## INSTRUCTIONS TO FOLLOW
Reproduce every line of the material below exactly. No pictures belong in the copy.

## THE DATA
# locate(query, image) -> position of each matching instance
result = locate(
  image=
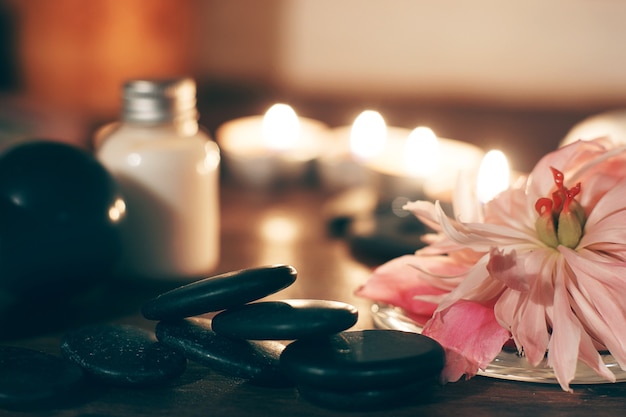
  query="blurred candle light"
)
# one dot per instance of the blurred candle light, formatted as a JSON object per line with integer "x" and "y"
{"x": 368, "y": 135}
{"x": 493, "y": 176}
{"x": 270, "y": 149}
{"x": 421, "y": 155}
{"x": 340, "y": 166}
{"x": 281, "y": 127}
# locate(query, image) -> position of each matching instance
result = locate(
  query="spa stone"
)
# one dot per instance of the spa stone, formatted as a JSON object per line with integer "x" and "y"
{"x": 366, "y": 400}
{"x": 258, "y": 362}
{"x": 31, "y": 378}
{"x": 285, "y": 320}
{"x": 219, "y": 292}
{"x": 363, "y": 360}
{"x": 122, "y": 355}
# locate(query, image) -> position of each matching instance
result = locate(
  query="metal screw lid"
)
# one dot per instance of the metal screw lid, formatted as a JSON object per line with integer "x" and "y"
{"x": 157, "y": 101}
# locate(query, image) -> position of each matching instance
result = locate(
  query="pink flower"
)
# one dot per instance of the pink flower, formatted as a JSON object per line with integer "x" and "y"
{"x": 545, "y": 267}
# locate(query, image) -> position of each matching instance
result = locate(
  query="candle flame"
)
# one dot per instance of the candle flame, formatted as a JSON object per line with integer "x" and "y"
{"x": 368, "y": 135}
{"x": 281, "y": 127}
{"x": 421, "y": 152}
{"x": 493, "y": 176}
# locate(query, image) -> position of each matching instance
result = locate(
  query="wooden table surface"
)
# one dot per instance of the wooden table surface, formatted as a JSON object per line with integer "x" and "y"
{"x": 260, "y": 228}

## RESPONSE TO THIS EXERCISE
# locate(query, image) -> position of each matching instance
result = locate(
  image=
  query="blurred candle light"
)
# one dot per instance of the blurred candle light, formatted as a JSON object per line with integer "x" and "y"
{"x": 368, "y": 135}
{"x": 493, "y": 176}
{"x": 270, "y": 149}
{"x": 421, "y": 155}
{"x": 340, "y": 166}
{"x": 281, "y": 127}
# locate(query, image) -> position of each matching instance
result = locate(
  query="spa stone"
)
# one dot per instance of the spa stone, formatted as a JSON object per line with integer "x" and "y"
{"x": 366, "y": 400}
{"x": 258, "y": 362}
{"x": 31, "y": 378}
{"x": 285, "y": 320}
{"x": 219, "y": 292}
{"x": 363, "y": 360}
{"x": 122, "y": 355}
# locate(query, image) -> position of each matching instance
result = locate(
  query="metal screw lid"
)
# one dot per instance of the metal screw lid, formatted as a JSON object per line with integer "x" and "y"
{"x": 157, "y": 101}
# locate(query, image) -> position of each matching instance
result = locate(
  query="pink flower"
)
# one dot per instance of the pink flower, formatted as a JSON object per line with integer "x" and "y"
{"x": 545, "y": 267}
# locate(query, image) -> position of each matching instance
result = locate(
  query="candle flame"
)
# one dot per instance of the candle flame, formatted as a JSON object per line with integer "x" and "y"
{"x": 368, "y": 135}
{"x": 281, "y": 127}
{"x": 421, "y": 152}
{"x": 493, "y": 176}
# locate(query, image) -> position of each matching instance
result = locate(
  query="wooden table surface"
)
# one dot per instance of the wooden table surface, formatted as a JSON object per line with integer "x" and "y"
{"x": 260, "y": 228}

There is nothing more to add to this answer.